[Entries from a point annotation set]
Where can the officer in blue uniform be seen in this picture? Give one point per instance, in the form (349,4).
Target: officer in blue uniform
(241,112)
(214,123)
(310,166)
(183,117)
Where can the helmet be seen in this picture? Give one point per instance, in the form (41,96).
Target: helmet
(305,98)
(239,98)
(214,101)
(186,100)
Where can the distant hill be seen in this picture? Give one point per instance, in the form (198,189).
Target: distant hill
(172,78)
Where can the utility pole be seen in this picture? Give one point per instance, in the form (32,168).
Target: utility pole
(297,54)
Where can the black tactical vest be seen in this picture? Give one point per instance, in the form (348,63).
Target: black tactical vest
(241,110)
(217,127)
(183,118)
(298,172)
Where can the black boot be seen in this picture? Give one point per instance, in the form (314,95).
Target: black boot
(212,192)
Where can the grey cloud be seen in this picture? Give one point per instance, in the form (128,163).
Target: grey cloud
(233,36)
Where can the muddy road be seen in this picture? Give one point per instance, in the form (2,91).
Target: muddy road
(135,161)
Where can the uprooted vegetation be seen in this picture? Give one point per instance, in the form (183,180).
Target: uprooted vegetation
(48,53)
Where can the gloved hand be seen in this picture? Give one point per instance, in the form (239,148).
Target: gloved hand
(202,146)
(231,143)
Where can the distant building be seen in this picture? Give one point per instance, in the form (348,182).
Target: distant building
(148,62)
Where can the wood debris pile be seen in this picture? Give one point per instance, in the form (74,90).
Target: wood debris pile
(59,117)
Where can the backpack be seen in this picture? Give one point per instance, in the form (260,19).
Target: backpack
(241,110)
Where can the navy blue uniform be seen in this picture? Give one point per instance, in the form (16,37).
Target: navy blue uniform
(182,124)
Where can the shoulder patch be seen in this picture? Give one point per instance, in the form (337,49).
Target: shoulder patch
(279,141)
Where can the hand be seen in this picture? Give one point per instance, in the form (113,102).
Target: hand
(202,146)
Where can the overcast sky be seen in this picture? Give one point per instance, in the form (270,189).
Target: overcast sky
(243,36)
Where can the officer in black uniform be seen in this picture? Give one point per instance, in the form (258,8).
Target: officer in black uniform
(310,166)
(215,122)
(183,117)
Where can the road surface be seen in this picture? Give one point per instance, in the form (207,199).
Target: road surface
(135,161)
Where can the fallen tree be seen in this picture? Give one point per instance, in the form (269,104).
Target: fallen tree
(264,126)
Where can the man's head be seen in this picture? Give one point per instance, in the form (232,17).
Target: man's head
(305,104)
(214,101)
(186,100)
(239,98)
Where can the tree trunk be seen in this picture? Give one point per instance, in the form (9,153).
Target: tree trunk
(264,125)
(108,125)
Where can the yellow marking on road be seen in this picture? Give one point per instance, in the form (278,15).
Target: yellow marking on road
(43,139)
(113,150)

- What you are asked to do:
Could you copy every line of the material above word for word?

- Exercise response:
Where can the officer in blue uniform be seen in this picture? Give one point per instance, in the form (349,4).
Target: officer in blue uniform
(241,112)
(214,123)
(310,166)
(183,117)
Where can the helmet be seen in this picture? Give one point per instance, in the form (41,96).
Target: helmet
(305,98)
(239,98)
(214,101)
(186,100)
Where can the distant hill be seen in this picture? Give one point per instance, in the form (198,189).
Target: distant hill
(172,78)
Where can the utility pole be seen in this picture? Give one point per instance, in the form (32,168).
Target: utility pole
(297,54)
Where can the black tactical vest be seen in this picture? Give one point per instance, in the form (348,63).
Target: black tactical vest
(241,110)
(217,127)
(183,118)
(298,172)
Where can the black boot be seen in this picture? Give one point per instance, in the form (314,95).
Target: black boot
(212,192)
Where can the grey cloud be seen in this picture? Give one point per instance, in the form (128,163).
Target: grey cloud
(233,36)
Where can the muddy road be seen in this picture? Give one point per instance, in the form (2,91).
Target: muddy road
(135,161)
Where can the uprooted vegetation be seen in this picture? Give one point per instance, in the form (183,180).
Target: uprooted vegetation
(48,53)
Where can the gloved hand be seen in this picture? Give one point per instance, in the form (239,148).
Target: gloved hand
(202,146)
(231,143)
Where can the distant building be seen in this picture? Give one point per instance, in the form (348,182).
Target: distant building
(148,62)
Where can the wood debris pile be seen in this picture? Give one point per instance, in the form (74,90).
Target: wood debris pile
(59,117)
Where can the backpack be seen in this picture? Give one point per instance, in the form (260,19).
Target: backpack
(241,110)
Where can the navy blue uniform be seen in this picture? Give one point per instance, in the form (16,37).
Target: navy blue uniform
(182,124)
Where can the shoulder patch be seen in this picture? Give one point per instance, in the form (337,49).
Target: shoulder patch
(279,141)
Where can the hand be seen in this picture? Give one point per instance, in the form (113,102).
Target: hand
(202,146)
Where can the overcast sky be seen in this picture? Give one point per instance, in the form (270,189).
Target: overcast sky
(243,36)
Where can the officer in black uniform be seen in this picture? Give one point per instance, in the form (258,8).
Target: officer in black uniform
(310,166)
(215,122)
(183,117)
Where can the road surface be seen in this picture? Give one point per instance, in the form (207,199).
Target: road surface
(135,161)
Where can the fallen tree be seen in this picture? Give one point per instance, in the form (269,104).
Target: fallen tree
(264,126)
Where can the man's head be seen in this picture? Give one point per instance, in the form (232,17).
Target: man's head
(305,104)
(214,101)
(186,100)
(239,98)
Where can the tree trunk be seen in this picture? Give one point per instance, in the form (9,153).
Target: tree trunk
(264,125)
(108,125)
Where can the yellow marking on road be seen in this picture? Give one point per instance, in the form (278,15).
Target: yellow marking on road
(43,139)
(113,150)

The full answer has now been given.